[Labeled-object pointing entries]
┄┄┄┄┄┄┄┄┄┄

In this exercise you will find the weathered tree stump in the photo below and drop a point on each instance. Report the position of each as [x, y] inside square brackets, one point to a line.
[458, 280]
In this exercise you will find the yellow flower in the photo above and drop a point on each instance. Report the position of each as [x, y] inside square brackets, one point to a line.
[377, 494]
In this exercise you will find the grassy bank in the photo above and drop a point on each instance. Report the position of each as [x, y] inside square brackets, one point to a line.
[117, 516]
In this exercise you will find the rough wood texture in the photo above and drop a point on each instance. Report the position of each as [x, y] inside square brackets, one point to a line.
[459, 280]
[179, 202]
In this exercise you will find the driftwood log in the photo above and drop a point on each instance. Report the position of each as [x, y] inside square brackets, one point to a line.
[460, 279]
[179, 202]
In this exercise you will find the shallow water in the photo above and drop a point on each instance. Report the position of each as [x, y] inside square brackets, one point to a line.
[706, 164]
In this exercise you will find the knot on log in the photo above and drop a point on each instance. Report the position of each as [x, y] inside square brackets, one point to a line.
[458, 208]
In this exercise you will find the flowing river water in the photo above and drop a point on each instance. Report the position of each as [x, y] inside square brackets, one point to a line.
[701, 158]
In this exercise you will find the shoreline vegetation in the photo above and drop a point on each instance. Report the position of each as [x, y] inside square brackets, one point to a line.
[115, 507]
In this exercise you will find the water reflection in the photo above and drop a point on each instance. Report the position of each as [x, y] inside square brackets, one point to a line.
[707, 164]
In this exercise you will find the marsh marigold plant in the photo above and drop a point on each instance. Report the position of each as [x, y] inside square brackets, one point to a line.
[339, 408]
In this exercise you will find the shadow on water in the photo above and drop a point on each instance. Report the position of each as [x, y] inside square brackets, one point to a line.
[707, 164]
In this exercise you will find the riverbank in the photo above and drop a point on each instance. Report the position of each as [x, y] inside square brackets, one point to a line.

┄┄┄┄┄┄┄┄┄┄

Problem statement:
Give again, word for word, every line from the one holding "In this exercise you will find the shallow" to the end of the data.

Worked answer:
In this exercise you will find the shallow water in the photo above and drop a point on each instance. Report the position of each as [x, y] inside square brackets, one point to a line.
[706, 164]
In this exercise you will find the knot on log in the photo above and drop a point on each instance. Report the position of each as [x, y] inside square brackets, one point to a line.
[458, 208]
In this exercise you will find the flowing river water in the photo above and drop a point on each instance. Report the position of each as [x, y] inside square brackets, one point to a line.
[701, 158]
In this exercise you will find the shoreline vegetation in the photo above and drop a point on each instance. Report the position of each as [x, y] inside square brackets, one point to a line.
[115, 507]
In this exercise you will find the water reflection in the photo above and drop a point on each instance. Report the position of each as [x, y] inside square brackets, one point to a line.
[707, 164]
In this exercise you will find the marsh marigold plant in the photo above and drop a point on each instance. Report the position of each as [x, y] inside square brackets, one point to a line.
[339, 408]
In this exercise you will find the shadow on water in the photo above and drop a point on each instance. Report the position of each as [x, y] inside square brackets, one point to a line.
[707, 164]
In this exercise you will find the riverbank in the photo above and drop a point on each instance. Report the position of each as [x, y] inside square brackets, one point to a line.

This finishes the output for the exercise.